**Work instructions**: Please reproduce every one of the records below word for word, leaving the pictures out of your answer.

[Detection annotation records]
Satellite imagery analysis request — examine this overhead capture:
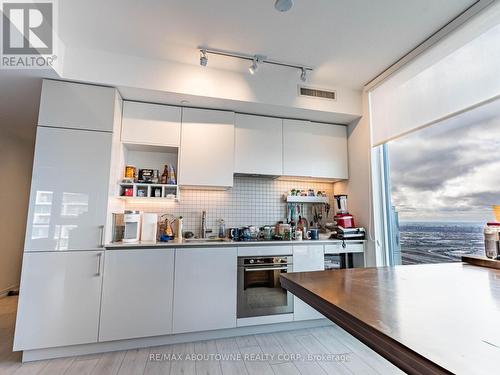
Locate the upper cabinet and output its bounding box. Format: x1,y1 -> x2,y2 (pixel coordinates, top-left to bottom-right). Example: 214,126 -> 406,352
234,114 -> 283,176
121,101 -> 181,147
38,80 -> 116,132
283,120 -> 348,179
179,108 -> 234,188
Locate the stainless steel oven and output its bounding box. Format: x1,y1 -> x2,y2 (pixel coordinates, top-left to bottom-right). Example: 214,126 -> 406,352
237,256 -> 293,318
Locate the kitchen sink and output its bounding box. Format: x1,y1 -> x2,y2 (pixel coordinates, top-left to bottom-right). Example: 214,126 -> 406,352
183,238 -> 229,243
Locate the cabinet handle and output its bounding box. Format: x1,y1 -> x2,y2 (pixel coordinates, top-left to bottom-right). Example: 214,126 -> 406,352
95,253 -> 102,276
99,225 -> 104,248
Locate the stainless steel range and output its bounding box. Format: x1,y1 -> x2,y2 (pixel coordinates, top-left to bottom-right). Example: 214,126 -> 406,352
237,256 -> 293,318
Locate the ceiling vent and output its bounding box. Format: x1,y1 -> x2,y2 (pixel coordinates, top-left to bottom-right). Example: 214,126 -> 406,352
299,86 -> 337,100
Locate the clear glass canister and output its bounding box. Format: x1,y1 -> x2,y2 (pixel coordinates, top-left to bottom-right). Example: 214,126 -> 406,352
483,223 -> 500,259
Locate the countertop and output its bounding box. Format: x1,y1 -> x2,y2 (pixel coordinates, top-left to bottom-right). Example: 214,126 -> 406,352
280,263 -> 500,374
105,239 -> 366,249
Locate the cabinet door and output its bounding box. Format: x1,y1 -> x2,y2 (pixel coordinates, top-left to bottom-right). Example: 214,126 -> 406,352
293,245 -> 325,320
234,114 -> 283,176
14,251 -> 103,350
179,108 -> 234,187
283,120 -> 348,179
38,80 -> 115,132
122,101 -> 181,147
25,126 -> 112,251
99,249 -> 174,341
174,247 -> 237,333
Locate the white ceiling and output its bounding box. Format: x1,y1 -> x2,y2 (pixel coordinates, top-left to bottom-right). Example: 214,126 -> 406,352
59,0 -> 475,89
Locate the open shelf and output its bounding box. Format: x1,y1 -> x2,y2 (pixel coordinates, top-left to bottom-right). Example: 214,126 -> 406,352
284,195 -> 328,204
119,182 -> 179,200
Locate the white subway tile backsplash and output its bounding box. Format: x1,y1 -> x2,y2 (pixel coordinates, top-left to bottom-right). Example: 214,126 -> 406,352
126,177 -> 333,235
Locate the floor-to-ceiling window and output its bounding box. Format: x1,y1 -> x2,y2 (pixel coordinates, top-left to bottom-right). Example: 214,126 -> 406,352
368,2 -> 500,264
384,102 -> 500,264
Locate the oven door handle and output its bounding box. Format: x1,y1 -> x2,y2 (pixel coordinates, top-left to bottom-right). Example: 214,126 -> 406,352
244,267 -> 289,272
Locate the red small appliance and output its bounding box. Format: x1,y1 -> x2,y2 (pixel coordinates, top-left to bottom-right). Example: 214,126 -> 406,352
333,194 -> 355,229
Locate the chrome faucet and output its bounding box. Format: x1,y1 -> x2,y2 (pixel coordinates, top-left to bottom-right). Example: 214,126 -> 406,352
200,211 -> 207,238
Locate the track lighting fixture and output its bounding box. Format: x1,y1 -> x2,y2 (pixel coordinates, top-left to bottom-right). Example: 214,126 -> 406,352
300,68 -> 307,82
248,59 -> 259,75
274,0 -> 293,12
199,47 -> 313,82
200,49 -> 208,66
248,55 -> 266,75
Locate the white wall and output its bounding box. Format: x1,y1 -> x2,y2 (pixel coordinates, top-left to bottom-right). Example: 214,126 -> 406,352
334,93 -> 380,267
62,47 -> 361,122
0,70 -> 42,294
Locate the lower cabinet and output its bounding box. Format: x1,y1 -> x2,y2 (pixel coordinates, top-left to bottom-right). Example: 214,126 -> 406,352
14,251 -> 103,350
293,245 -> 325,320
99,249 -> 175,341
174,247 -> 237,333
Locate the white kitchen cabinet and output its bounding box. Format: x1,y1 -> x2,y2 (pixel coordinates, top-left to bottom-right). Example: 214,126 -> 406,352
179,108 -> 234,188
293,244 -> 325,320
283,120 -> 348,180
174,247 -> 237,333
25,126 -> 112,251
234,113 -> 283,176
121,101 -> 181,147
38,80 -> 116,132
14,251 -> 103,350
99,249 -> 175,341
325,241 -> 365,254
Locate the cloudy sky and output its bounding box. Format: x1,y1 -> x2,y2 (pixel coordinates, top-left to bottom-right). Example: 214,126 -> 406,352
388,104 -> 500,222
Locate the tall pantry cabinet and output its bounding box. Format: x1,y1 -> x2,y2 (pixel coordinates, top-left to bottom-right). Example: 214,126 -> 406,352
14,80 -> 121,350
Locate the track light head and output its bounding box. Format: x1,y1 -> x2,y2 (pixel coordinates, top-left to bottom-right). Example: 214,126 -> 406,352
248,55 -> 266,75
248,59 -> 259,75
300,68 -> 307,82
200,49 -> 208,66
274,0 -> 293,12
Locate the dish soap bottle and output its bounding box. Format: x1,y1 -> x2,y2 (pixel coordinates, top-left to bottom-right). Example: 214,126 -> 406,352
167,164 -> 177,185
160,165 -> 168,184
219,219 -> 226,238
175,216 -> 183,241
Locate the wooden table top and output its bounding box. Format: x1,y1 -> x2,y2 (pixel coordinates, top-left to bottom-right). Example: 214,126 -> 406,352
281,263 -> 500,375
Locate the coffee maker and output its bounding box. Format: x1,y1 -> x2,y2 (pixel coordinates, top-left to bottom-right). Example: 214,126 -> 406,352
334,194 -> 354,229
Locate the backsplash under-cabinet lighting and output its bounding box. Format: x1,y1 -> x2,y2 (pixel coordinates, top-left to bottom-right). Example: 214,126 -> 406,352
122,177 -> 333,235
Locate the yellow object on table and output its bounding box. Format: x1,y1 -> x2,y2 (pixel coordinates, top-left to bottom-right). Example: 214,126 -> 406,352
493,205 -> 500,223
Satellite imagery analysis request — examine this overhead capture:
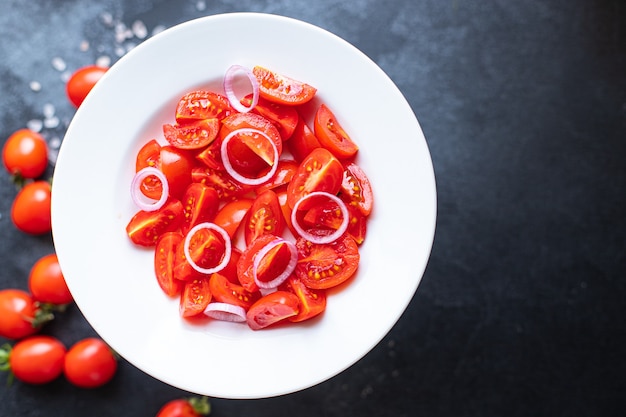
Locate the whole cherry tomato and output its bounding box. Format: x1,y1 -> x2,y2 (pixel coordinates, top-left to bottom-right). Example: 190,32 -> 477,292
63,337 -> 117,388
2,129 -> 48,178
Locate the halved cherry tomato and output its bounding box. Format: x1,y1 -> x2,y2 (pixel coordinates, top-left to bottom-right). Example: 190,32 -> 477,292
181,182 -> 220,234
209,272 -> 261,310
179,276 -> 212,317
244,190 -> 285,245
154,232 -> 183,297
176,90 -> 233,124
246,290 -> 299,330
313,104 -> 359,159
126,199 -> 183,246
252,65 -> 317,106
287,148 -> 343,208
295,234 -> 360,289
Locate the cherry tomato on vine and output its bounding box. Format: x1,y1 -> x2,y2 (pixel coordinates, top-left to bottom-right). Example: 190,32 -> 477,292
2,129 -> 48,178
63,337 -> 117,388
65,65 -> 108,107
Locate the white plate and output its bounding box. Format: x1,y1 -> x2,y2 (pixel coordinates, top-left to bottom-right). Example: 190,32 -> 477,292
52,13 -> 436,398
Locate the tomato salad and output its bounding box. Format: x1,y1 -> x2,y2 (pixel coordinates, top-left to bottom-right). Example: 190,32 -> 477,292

**Exercise answer**:
Satellite imagery analysis request — examine this overhead capture:
Locate the upper cabinet and output its bounding box. Format: x1,y1 -> x2,y2 (pixel coordinates, top-left to bottom-right). Example: 214,126 -> 406,352
234,114 -> 283,176
121,101 -> 181,147
38,80 -> 116,132
283,120 -> 348,179
179,108 -> 234,188
Locate the stainless steel oven and output its bounding box. Format: x1,y1 -> x2,y2 (pixel coordinates, top-left to bottom-right). Example: 214,126 -> 406,352
237,256 -> 293,318
Locate the kitchen sink and output its bounding box. Format: x1,y1 -> x2,y2 (pixel coordinates, top-left to bottom-right). Example: 214,126 -> 406,352
183,238 -> 229,243
Locate the cabinet handle and output its bounding box. Format: x1,y1 -> x2,y2 (pixel coordinates, top-left to bottom-right). Example: 214,126 -> 406,352
95,253 -> 102,276
99,225 -> 104,248
Locate the stainless steel range and output its bounding box. Format: x1,y1 -> x2,y2 (pixel coordinates, top-left to bottom-right). Example: 214,126 -> 406,352
237,256 -> 293,318
Locate the ceiling vent and output its bounding box. Format: x1,y1 -> x2,y2 (pixel coordinates, top-left to bottom-right). Example: 214,126 -> 406,352
299,86 -> 337,100
Locate the clear glass canister and output its bounding box. Format: x1,y1 -> x2,y2 (pixel coordinates, top-left to bottom-right). Example: 214,126 -> 406,352
483,223 -> 500,259
Locate the countertop and output its bounding box. Format: x1,y1 -> x2,y2 (pixel coordinates, top-left to bottom-right). Example: 214,126 -> 406,352
280,263 -> 500,374
105,239 -> 366,249
Locate the cabinet door and output its bounding box. Format: x1,y1 -> x2,y2 (pixel coordinates, top-left to bottom-right). Example: 214,126 -> 406,352
293,245 -> 325,320
234,114 -> 283,176
14,251 -> 103,350
179,108 -> 234,187
283,120 -> 348,179
38,80 -> 115,132
122,101 -> 181,147
25,126 -> 112,251
99,249 -> 174,341
174,247 -> 237,333
Locate the white ceiling and output its bounding box. Format: x1,y1 -> x2,y2 (pixel coordinates, top-left to bottom-right). Example: 214,126 -> 406,352
59,0 -> 475,89
Locate the open shelf and output its bounding box. Format: x1,y1 -> x2,y2 (pixel coordinates, top-left to bottom-right). Example: 214,126 -> 406,352
284,195 -> 328,204
119,182 -> 179,200
Locate the white subway tile backsplash and output its bounding box. Format: x1,y1 -> x2,y2 (pixel coordinates, top-left to bottom-right). Example: 214,126 -> 406,352
126,177 -> 333,235
Locate the floor-to-ceiling window and output its bounding box. Format: x1,y1 -> x2,y2 (pixel coordinates, top-left to bottom-right). Example: 214,126 -> 406,352
368,2 -> 500,264
384,102 -> 500,264
Locate the oven door handle and output its bounding box. Format: x1,y1 -> x2,y2 (pixel coordinates, top-left to bottom-right). Example: 214,126 -> 406,352
244,267 -> 289,272
Locate the red small appliance and output its bounding box. Format: x1,y1 -> x2,y2 (pixel coordinates, top-left to bottom-right). Example: 214,126 -> 406,352
333,194 -> 355,229
Locate the chrome faucet and output its bounding box. Format: x1,y1 -> x2,y2 (pixel coordinates, top-left to bottom-right). Example: 214,126 -> 406,352
200,211 -> 207,238
Locate the track lighting fixture and output its bounding box. Format: x1,y1 -> x2,y2 (pixel coordinates, top-left to bottom-right). Example: 214,126 -> 406,352
300,68 -> 307,82
248,59 -> 259,75
274,0 -> 293,12
199,47 -> 313,82
200,49 -> 208,66
248,55 -> 266,75
Locate the white wall and output its bounding box. Format: x1,y1 -> x2,y2 (pixel coordinates, top-left to bottom-right). Example: 214,126 -> 406,352
334,93 -> 380,267
62,47 -> 361,122
0,70 -> 42,294
Locate the lower cabinet and output its bounding box. Format: x1,y1 -> x2,y2 (pixel coordinates, top-left to bottom-right). Example: 214,126 -> 406,352
14,251 -> 103,350
293,245 -> 325,320
99,249 -> 175,341
174,247 -> 237,333
Locate the white kitchen cabinet and output its bounding box. Format: x1,y1 -> x2,y2 (pixel coordinates, top-left to bottom-right). Example: 214,126 -> 406,352
179,108 -> 234,188
293,244 -> 325,320
283,120 -> 348,180
174,247 -> 237,333
25,126 -> 112,251
234,113 -> 283,176
121,101 -> 181,147
38,80 -> 116,132
14,251 -> 103,350
99,249 -> 175,341
325,241 -> 365,254
Locate the cloudy sky and output its bounding box. Format: x1,y1 -> x2,y2 (pixel coordinates, top-left to bottom-right). Example: 214,126 -> 406,352
388,104 -> 500,222
Locate the tall pantry cabinet and output its bounding box. Format: x1,y1 -> x2,y2 (pixel coordinates, top-left to bottom-right). Example: 214,126 -> 406,352
14,80 -> 121,350
Locate the track light head and output its bounding box. Format: x1,y1 -> x2,y2 (pixel coordinates, top-left to bottom-right). Example: 214,126 -> 406,352
248,55 -> 266,75
248,59 -> 259,75
300,68 -> 307,82
200,49 -> 208,66
274,0 -> 293,12
Locate the dish soap bottle and output its bounding box. Format: x1,y1 -> x2,y2 (pixel coordinates, top-left to bottom-right). Example: 214,126 -> 406,352
167,164 -> 177,185
160,165 -> 168,184
219,219 -> 226,238
175,216 -> 183,241
Locate the wooden table top and output its bounding box. Format: x1,y1 -> x2,y2 (pixel coordinates, top-left to bottom-right). Example: 214,126 -> 406,352
281,263 -> 500,375
Locate the coffee maker and output its bounding box. Format: x1,y1 -> x2,y2 (pixel coordinates, top-left to bottom-right). Example: 214,126 -> 406,352
334,194 -> 354,229
Locate the backsplash under-cabinet lighting and output its bounding box. Format: x1,y1 -> x2,y2 (pixel coordinates, top-left to bottom-right). Example: 214,126 -> 406,352
122,177 -> 333,235
Locate the yellow object on table and output its bounding box. Format: x1,y1 -> x2,y2 (pixel coordinates, top-left to bottom-right). Example: 214,126 -> 406,352
493,205 -> 500,223
Satellite imagery analysis request — examine this overhead capture:
Locate the whole cherry tomato and output its bounding box. Format: x1,y1 -> x2,y2 (pixel coordinates, top-left to bottom-right). Example: 190,32 -> 477,292
63,337 -> 117,388
2,129 -> 48,178
Locate the halved cherry tomato and output its bounding box. Format: x1,y1 -> x2,y2 (pixel coordinates, top-left to bottom-right). Example: 190,32 -> 477,292
181,182 -> 220,234
209,272 -> 261,310
179,276 -> 212,317
244,190 -> 285,245
154,232 -> 183,297
176,90 -> 233,124
246,290 -> 299,330
313,104 -> 359,159
126,199 -> 183,246
252,65 -> 317,106
287,148 -> 343,208
295,234 -> 360,289
Locate the cherry tomato on vine and output its bounding box. Format: x1,y1 -> x2,y2 (pixel coordinates, top-left to bottom-right). Example: 190,32 -> 477,292
2,129 -> 48,178
63,337 -> 117,388
65,65 -> 108,107
Locate the white plate and output its bounding box. Format: x1,y1 -> x2,y2 (pixel coordinates, top-left to bottom-right). Example: 190,32 -> 477,292
52,13 -> 436,398
Locate the tomato salad and output its bounding box. Format: x1,y1 -> x2,y2 (pixel coordinates, top-left to bottom-right). Example: 190,32 -> 477,292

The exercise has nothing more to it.